Sunday, May 07, 2006

United 93 (updated below)

So I saw the film the other night. I came out of it sad and wanting to continue the fight; fortunately there were no ethical idiots in this theatre, on the lefty side of town, saying stupid things. In fact, there were not more than twenty people there and the film has only been out a week.

As I thought going in, I needed to walk home afterwards - for almost two hours - in order to burn off the tension. Judging from an intemporate email I wrote when home, the march was not long enough. The film's ending, as you know, is entirely unsatisfactory. Knowing what will happen, you nonetheless hope against hope that the final struggle will end differently. I suppose this is even true for the Jihadists and their western nihilist compadres who get a kick out of American death and destruction. The film's message, delivered equally to both sides, is that the war remains to be won, the full meaning of the event is yet to be written.

In terms of esthetics, the notable quality of the film is its investment in a certain kind of realism that might appear to be non-judgmental, as if that were possible in respect to such an event. Beyond its pacing of the unfolding event, there is very little obvious dramatization, and the actors are unknowns - some of the roles of the NORAD and air traffic control personnel are actually played by the real persons themselves, as if the film were a means for those who lived the trauma of 9/11 to give their testimony as to what really happened, and to allow for some catharsis.

Without much obvious symbolic manipulation, we are simply walked through the known moments of that horrible day. There is no background narrative on the people involved, so it seems as if evil simply appears on a mundane scene, its intentions unexplored, beyond the obvious religious-cultish motivations of the murderers we see often praying and chanting. Similarly, we are given no background on the lives of the victims, so that they appear before us much as would any strangers we see at the airport and on the plane.

# Excerpted data

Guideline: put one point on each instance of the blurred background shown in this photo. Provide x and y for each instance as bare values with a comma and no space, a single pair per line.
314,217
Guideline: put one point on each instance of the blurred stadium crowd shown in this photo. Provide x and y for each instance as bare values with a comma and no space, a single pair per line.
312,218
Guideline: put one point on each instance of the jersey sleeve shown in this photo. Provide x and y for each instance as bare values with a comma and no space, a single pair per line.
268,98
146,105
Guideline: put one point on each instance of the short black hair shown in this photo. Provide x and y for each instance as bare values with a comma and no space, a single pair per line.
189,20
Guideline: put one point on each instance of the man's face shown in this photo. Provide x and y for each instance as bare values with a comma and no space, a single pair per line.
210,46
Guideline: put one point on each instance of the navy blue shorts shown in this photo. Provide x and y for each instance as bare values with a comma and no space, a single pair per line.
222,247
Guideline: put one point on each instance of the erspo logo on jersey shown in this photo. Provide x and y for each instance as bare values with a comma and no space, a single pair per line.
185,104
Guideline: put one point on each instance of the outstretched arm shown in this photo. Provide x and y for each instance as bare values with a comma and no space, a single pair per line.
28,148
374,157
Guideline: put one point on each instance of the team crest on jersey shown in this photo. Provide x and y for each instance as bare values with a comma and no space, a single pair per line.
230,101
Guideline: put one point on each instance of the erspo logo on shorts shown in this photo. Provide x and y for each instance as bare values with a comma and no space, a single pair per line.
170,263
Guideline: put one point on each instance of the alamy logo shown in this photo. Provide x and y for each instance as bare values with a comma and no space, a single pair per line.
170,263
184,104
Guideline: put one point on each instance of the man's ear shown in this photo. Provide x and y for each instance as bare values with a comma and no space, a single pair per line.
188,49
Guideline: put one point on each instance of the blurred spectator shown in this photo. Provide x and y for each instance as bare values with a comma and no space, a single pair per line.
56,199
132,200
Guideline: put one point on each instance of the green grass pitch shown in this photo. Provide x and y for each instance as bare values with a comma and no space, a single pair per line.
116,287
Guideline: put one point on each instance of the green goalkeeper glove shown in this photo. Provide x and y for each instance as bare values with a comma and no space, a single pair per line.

# What you will do
[a] For the United 93 film review, state whether each statement agrees with the text, answering yes or no and quoting the deciding words: (i) No more than twenty people were in the theater. (ii) The film's actors are well-known names. (iii) The film supplies background on the lives of the victims.
[b] Pick up the United 93 film review after its final sentence and carry it forward.
None of the lines above are needed for this work.

# Answer list
[a]
(i) Yes: "there were not more than twenty people there"
(ii) No: "the actors are unknowns"
(iii) No: "we are given no background on the lives of the victims"

[b]
One might thus think that the film offers us no obvious motivation with which to mythologize, or make sense, of the sacrificers' choice of victims. But the inevitable Americanness of the scene is highlighed by the insertion of a shot at the beginning of the film, where a "God Bless America" sign, supposedly on the road to the airport, is shown. This happens immediately after a shot of the murderers bowing to their god on a prayer rug in their hotel room. I took this juxtaposition as a vile attempt at suggesting, just possibly, some kind of moral equivalence between two forms of faith. I felt a similar revulsion on two other occasions.

The first was when we see the murderer who will "fly" the plane respond kindly to a flight attendant while being provoked by the fretful demands of his comrade that he stop waiting and start the hijacking. Despite this emotional distraction, he is nonetheless able to acknowledge and politely refuse the flight attendant's unanticipated appearance and offer of a drink - this is the only scene where we see the murderers significantly interacting with the crew before they reveal their homicidal intent. That the well-dressed and tonsored Jihadist leader - who is depicted as too nervous to signal his accomplices to begin their final evil as early as would have been necessary to turn the plane around and get to Washington before the passengers had time to learn what was going on and put an end to the Jihadist plan - would have the presence of mind to gallantly mask his certain disdain for the infidel woman he was about to kill, strikes me as unbelievable. While it does us no good to dehumanize the enemy - and thus fail in our duty to understand him, the better to defeat him - this scene struck me as over-romanticizing a bastard. But what do I or anyone really know about the man?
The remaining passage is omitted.